Given passage
Segment Open

An Open Letter to Madonna: Thank You, Mother to Mother
An Open Letter to Madonna: Thank You, Mother to Mother
The Huffington Post just published a very moving letter from columnist Cathleen Falsani to Madonna, thanking her for paving the way for people willing to adopt orphans from Malawi.
Read the amazingly beautiful testimony…
Dear Madonna,
Thank you.
Earlier this week, after a month-long sojourn in Malawi, my family arrived home in California with our newly-adopted son, Vasco Fitzmaurice Mark David Possley.
His adoption would not have been possible without you and the bold actions you took in Malawi last year when its High Court denied you the adoption of your precious daughter, Chifundo “Mercy” James.
You didn’t take no for an answer.
You didn’t buy their argument that allowing your adoption of Mercy would encourage human trafficking. You didn’t agree when they said Mercy would be fine at an orphanage and without a loving family from a foreign land.
When you appealed that myopic ruling and then won approval of Mercy’s adoption from the Malawi court of appeals, you effectively made case law that kicked open the door for other American families to adopt some of the 1 million children orphaned by HIV, AIDS and other diseases (including a grotesque indifference to the suffering of the most vulnerable among us).
Your actions paved the way for families to be created across thousands of miles, through forests of diplomatic red tape and seemingly unbridgeable cultural chasms.
My husband and I met Vasco in October 2007 while we were traveling in Africa on holiday. A few years earlier, we had made a donation to an organization in Blantyre that works with some of the 60,000 children who live on the streets of Malawi — the vast majority of them, as you are well aware, AIDS orphans.
We were on the ground in Malawi for about 48 hours and spent most of our first day visiting with a few dozen teenaged boys — “street kids,” in the parlance of Malawi — at a drop-in center in Limbe.
On our way back to the motel in Blantyre, our guide asked if we would mind making one more stop to visit a street kid that, in his words, was “just kind of special.”
We drove on the road to the airport to Blantyre’s rural Chileka district, clambered down a muddy embankment and saw a clutch of mud-and-waddle huts. Our guide yelled something and we heard a squeaky boy’s voice shout something back — “I’m coming!” in Chichewa, his native language.
Out came this little fellow Vasco — tiny, skinny — maybe 35 pounds soaking wet — with huge eyes and a smile that would split your heart in two. He was about eight years old but was the size of a five-year-old American child.
While we visited with Vasco, who had lived alone on the streets of Blantyre for months after his mother and father had died, he sat on my lap. When he pressed his bony back into my chest, his heart was beating so violently it was shaking his little body and moving mine. I took a good look at him and noticed that he was sweating and struggling to catch his breath even though he’d been sleeping when we arrived and not running or playing.
“What’s wrong with him?” I asked.
“He has a hole in his heart,” we were told.

Segment Closed

Prompt
Reproduce word for word the part of the open letter to Madonna from "My husband and" up to and including "center in Limbe.".

Stored data entries
Segment Open

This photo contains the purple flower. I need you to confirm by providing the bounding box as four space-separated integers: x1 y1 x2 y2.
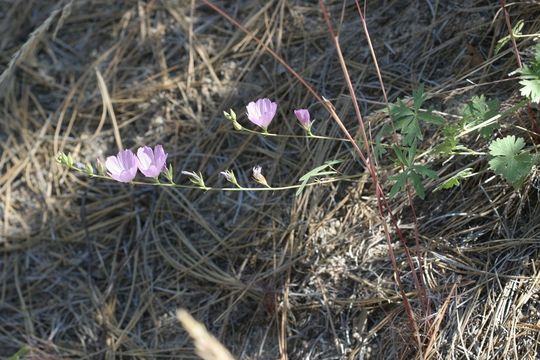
105 150 137 182
253 165 270 187
246 99 277 131
294 109 311 130
137 145 169 178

Segment Closed

Written response
My husband and I met Vasco in October 2007 while we were traveling in Africa on holiday. A few years earlier, we had made a donation to an organization in Blantyre that works with some of the 60,000 children who live on the streets of Malawi — the vast majority of them, as you are well aware, AIDS orphans.
We were on the ground in Malawi for about 48 hours and spent most of our first day visiting with a few dozen teenaged boys — “street kids,” in the parlance of Malawi — at a drop-in center in Limbe.